---------- Material

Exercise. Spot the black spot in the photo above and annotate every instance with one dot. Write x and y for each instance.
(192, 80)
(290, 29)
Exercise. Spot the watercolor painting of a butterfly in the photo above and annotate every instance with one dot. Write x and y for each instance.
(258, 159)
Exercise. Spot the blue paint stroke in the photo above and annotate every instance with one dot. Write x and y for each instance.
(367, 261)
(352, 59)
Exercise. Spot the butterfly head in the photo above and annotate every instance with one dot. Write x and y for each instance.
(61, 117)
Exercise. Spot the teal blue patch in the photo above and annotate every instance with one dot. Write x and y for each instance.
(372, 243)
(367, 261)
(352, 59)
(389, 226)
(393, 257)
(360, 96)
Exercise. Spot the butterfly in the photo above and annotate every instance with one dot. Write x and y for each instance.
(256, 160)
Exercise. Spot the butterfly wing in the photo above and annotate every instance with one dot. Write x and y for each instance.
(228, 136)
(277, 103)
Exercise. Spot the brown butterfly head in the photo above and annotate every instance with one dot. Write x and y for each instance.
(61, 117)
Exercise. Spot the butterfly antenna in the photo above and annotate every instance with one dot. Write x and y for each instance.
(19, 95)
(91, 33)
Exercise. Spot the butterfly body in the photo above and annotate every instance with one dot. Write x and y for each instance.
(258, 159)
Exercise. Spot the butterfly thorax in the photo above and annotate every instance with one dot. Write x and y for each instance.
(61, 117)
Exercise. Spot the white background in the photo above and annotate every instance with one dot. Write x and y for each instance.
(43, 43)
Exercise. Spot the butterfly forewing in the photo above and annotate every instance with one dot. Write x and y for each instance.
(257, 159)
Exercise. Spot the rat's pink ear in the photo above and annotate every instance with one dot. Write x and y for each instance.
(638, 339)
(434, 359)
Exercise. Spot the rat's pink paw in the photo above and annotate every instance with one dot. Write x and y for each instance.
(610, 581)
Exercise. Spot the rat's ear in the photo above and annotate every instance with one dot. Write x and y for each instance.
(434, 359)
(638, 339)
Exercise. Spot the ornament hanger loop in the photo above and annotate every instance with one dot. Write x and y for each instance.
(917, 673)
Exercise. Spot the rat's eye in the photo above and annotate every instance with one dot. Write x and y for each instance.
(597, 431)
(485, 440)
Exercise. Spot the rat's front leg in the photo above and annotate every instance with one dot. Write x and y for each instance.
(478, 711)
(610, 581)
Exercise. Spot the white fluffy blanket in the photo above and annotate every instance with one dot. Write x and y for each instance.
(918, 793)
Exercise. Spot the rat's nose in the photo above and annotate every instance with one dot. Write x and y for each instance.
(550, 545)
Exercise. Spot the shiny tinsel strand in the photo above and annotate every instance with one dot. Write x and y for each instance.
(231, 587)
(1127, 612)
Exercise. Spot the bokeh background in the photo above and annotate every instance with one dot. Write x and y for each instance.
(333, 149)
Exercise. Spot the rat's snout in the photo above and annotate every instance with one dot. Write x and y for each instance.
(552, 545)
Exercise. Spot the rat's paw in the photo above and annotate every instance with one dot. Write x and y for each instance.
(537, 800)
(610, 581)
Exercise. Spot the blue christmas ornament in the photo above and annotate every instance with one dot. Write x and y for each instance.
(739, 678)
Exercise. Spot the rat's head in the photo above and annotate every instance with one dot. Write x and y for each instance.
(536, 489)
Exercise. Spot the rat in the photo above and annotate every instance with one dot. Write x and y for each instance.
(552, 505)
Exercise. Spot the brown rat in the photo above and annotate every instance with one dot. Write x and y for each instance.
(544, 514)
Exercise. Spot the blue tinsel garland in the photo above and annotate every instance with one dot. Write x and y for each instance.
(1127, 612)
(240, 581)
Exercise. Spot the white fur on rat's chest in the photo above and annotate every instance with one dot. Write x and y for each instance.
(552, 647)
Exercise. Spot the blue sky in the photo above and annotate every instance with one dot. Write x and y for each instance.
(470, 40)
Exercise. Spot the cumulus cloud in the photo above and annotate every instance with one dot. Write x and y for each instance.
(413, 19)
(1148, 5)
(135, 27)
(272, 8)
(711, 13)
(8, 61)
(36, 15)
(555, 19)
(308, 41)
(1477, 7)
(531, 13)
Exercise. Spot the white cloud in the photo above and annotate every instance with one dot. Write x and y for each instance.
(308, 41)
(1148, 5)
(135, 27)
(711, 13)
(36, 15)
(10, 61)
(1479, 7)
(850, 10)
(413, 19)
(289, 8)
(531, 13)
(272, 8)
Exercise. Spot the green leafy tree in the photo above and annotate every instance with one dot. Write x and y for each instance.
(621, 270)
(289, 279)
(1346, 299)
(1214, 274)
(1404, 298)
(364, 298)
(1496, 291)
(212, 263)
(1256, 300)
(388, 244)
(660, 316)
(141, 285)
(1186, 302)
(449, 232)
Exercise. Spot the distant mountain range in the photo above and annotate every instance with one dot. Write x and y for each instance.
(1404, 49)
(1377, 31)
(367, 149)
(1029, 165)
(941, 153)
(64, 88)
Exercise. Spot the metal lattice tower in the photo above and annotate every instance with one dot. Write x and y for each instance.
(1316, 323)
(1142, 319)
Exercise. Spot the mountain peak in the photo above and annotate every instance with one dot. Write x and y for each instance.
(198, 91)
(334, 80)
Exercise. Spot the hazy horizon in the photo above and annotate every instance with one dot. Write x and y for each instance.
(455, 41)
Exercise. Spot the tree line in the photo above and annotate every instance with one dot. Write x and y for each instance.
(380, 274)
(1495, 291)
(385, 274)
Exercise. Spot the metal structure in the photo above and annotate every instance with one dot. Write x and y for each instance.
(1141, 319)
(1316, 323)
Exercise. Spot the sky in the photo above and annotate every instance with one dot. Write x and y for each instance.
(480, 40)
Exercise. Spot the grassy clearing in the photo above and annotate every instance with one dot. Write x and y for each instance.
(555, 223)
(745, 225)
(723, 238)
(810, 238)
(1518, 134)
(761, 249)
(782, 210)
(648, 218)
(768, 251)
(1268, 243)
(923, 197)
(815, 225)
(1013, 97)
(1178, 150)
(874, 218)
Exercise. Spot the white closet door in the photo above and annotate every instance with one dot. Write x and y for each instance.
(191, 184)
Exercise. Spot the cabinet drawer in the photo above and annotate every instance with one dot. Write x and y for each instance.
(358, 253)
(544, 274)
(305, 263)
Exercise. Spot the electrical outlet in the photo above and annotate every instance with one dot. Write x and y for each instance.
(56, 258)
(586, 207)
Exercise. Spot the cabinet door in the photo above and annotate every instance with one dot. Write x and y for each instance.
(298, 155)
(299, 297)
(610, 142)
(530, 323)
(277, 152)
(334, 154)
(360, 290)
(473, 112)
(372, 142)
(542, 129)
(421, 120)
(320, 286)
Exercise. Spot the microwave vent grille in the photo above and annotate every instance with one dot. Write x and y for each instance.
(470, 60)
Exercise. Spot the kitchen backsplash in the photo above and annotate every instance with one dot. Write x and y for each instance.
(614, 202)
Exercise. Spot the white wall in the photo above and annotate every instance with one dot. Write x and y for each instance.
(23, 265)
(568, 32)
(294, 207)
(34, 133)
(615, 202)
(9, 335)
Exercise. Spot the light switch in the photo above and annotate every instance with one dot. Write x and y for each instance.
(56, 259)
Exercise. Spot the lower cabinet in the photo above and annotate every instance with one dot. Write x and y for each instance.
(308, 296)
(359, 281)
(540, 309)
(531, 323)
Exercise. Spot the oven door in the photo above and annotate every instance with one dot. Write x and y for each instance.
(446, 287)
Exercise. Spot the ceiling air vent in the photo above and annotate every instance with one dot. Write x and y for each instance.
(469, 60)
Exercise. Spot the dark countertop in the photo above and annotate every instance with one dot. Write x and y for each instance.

--------------------

**Your instructions:** Transcribe all of the lines above without any alteration.

**Output of the exercise:**
Exercise. Spot the black spot in the photo above and annotate every instance with one dot. Write x and y for each instance.
(192, 80)
(290, 29)
Exercise. Spot the watercolor painting of a butterfly in the photo above and annotate every instance with one dot. Write x and y for each instance.
(258, 159)
Exercise. Spot the blue paint stroke in the photo above and annotate every instance with one dot. Write x and y for each instance.
(367, 261)
(352, 59)
Exercise. Spot the butterfly head in the photo above and annotate every instance with one dot. Write x and y for each instance.
(61, 117)
Exercise. Spot the teal blue patch in the photo above and annotate every instance with one dot. Write x and y for each instance.
(372, 243)
(367, 261)
(352, 59)
(389, 226)
(393, 257)
(360, 96)
Exercise. Spot the butterfly in the photo above and annotate every instance with one dot. Write x and y for each instance.
(256, 160)
Exercise. Spot the butterfly wing in the photo above and annotate every instance with one dot. Write x and y for each instance.
(228, 136)
(277, 103)
Exercise. Spot the brown butterfly head in the photo above and annotate every instance with one dot. Write x and y for each instance.
(61, 117)
Exercise. Spot the butterfly antenna in the photo above and annotate every instance with one dot. Write x and y for each instance.
(19, 95)
(91, 33)
Exercise. Spot the butterfly body in the photo above and annotate every instance with one dot. Write x and y for each instance.
(258, 159)
Exercise. Spot the butterfly thorax in the photo above and annotate every instance with one dot. Write x and y for each instance.
(61, 117)
Exercise. Spot the white background in the photo above and annotate every instance with one dot. Write x and y for each instance.
(43, 43)
Exercise. Spot the butterfly forewing in the photo above and annotate every instance with one dot. Write x and y for each instance.
(257, 159)
Exercise. Spot the rat's pink ear in the photo above and annotate every instance with one dot. Write x and y for each instance.
(638, 339)
(434, 359)
Exercise. Spot the rat's pink paw in the photo above and annotate every instance with one dot. Write x and y for each instance.
(610, 581)
Exercise. Spot the rat's ear in the photo above and annotate every instance with one dot. Write x and y for each instance.
(434, 359)
(638, 339)
Exercise. Spot the ornament hanger loop in the photo above and annotate every instance with one dot. Write x and y for each instance.
(917, 673)
Exercise. Spot the rat's eye in the photo above and annotate every instance with one dot. Write x and y for each instance.
(597, 431)
(485, 440)
Exercise. Spot the rat's front leg in the photo above and annotate every instance with one dot. Write x and y for each instance.
(478, 711)
(610, 581)
Exercise. Spot the white fluffy blanket in the photo above and annotate every instance with one dot. Write x and y for each instance.
(918, 793)
Exercise. Spot the rat's nose in the photo above and annotate every instance with one dot. Write x and y for each instance.
(550, 545)
Exercise. Spot the shiny tinsel strand in the photo above and annotate every instance with one dot. Write x and y for each instance.
(231, 587)
(1127, 612)
Exercise. Spot the bokeh background in the photo above and annotate every instance with one dot. Write x and y for each instance.
(333, 149)
Exercise. Spot the rat's snout in the photo above and annotate every instance with one dot. Write x and y for each instance.
(552, 545)
Exercise. Spot the rat's paw in the photo above and annotate every instance with one dot. Write x and y for each instance.
(537, 800)
(610, 581)
Exercise. Spot the blue christmas ornament in the photo above and annotate every instance with one dot. Write x and y for each instance.
(739, 678)
Exercise. Spot the rat's head in the photo above and annotate every instance with one dot. Write x and y for each instance.
(536, 489)
Exercise. Spot the rat in the photo above and annotate every instance with one dot. Write x and y for each instance.
(552, 505)
Exercise. Spot the brown rat in the photo above and annotate every instance with one dot. Write x and y for each instance.
(544, 514)
Exercise. Spot the blue tinsel garland in the photo above and annotate every instance with one dot. Write x and y for each instance.
(1127, 612)
(240, 581)
Exercise. Spot the white fur on rat's chest in the photo above and annotate every instance with one dot. Write x and y for each instance.
(552, 647)
Exercise. Spot the blue sky in the photo above and annotate every instance with one dot. Write x and y for each instance.
(470, 40)
Exercise. Spot the cumulus cloud in the photo above and annotate every instance with one dot. Write x and y for each instance.
(413, 19)
(1148, 5)
(135, 27)
(272, 8)
(711, 13)
(8, 61)
(36, 15)
(555, 19)
(308, 41)
(1477, 7)
(531, 13)
Exercise. Spot the white cloud in the photo above and annotate every instance with one dot. Write x and y for each instance.
(308, 41)
(1148, 5)
(135, 27)
(711, 13)
(36, 15)
(10, 61)
(1479, 7)
(850, 10)
(413, 19)
(289, 8)
(531, 13)
(272, 8)
Exercise. Spot the green leafy tree in the photo above and annotate every instance with one dot. Write x and y for each instance.
(621, 270)
(289, 279)
(1346, 299)
(1214, 274)
(1404, 298)
(364, 298)
(1496, 291)
(212, 263)
(1256, 300)
(388, 244)
(660, 316)
(141, 285)
(1186, 302)
(449, 232)
Exercise. Spot the distant mountain range in the photo above and annotate every instance with one dot. Write x and y for each instance.
(1404, 49)
(1377, 31)
(367, 149)
(1029, 165)
(941, 153)
(64, 88)
Exercise. Spot the metal lattice tower in the photo above and annotate every instance with one dot. Write x and y for each instance.
(1316, 323)
(1142, 319)
Exercise. Spot the mountain peak in the photo above and annotate every instance with one dot. Write x and y for each instance.
(198, 91)
(334, 80)
Exercise. Spot the hazy horizon in the photo above and annotate every instance with one dot. Write x and y for each instance.
(455, 41)
Exercise. Spot the tree line in the photo above and annotate every instance with one dot. Write x and y for each instance.
(380, 274)
(1495, 291)
(385, 274)
Exercise. Spot the metal structure in the photo above and annotate every instance with one dot. Write x and y for each instance.
(1141, 319)
(1316, 323)
Exercise. Spot the sky in the photo above and annotate every instance with one dot. Write x and y for each instance.
(480, 40)
Exercise. Spot the grassy clearing in the photo above and annotate every instance with one dot. Write x and y for each instance.
(555, 223)
(745, 225)
(723, 238)
(810, 238)
(1518, 134)
(761, 249)
(782, 210)
(648, 218)
(768, 251)
(1268, 243)
(923, 197)
(815, 225)
(1013, 97)
(1178, 150)
(874, 218)
Exercise. Spot the white closet door in the photo above and annotate every instance with one dot. Write x and y for each instance.
(191, 184)
Exercise. Spot the cabinet drawer in the photo above and annotate every instance with one dot. Write x and y for each instance.
(358, 253)
(544, 274)
(305, 263)
Exercise. Spot the electrical outlet in the photo above and annotate every instance with one dot. Write x and y for each instance.
(56, 258)
(586, 207)
Exercise. Spot the cabinet door in the photo above and annotate every instance with one dot. Write x and y for each instance.
(298, 155)
(299, 297)
(610, 142)
(530, 323)
(277, 152)
(334, 154)
(360, 290)
(473, 112)
(372, 142)
(542, 129)
(421, 120)
(320, 286)
Exercise. Spot the microwave vent grille in the photo above and annotate every instance with one dot. Write x and y for each instance.
(470, 60)
Exercise. Spot the kitchen backsplash in the photo above and annotate every instance with one dot. Write x and y for each instance.
(614, 202)
Exercise. Spot the white wall in the photo above and annotate every instance with one dot. Write x and y for each instance.
(23, 265)
(568, 32)
(294, 207)
(34, 133)
(615, 202)
(9, 335)
Exercise. Spot the light switch in the photo above and annotate every instance with one dot. Write x and y for each instance.
(56, 259)
Exercise. Spot the lower cabinet in the photo above and annotate every instance with one dot. Write x and y for each instance.
(308, 296)
(359, 281)
(540, 309)
(531, 323)
Exercise. Spot the oven door in the photo above and annotate every instance with one dot. Write x and y for each instance.
(446, 287)
Exercise. Spot the ceiling air vent in the photo above and annotate every instance with one dot. Write x and y for each instance.
(469, 60)
Exercise. Spot the dark countertop in the photo above and annotate every instance with one dot. Write x and y for each instance.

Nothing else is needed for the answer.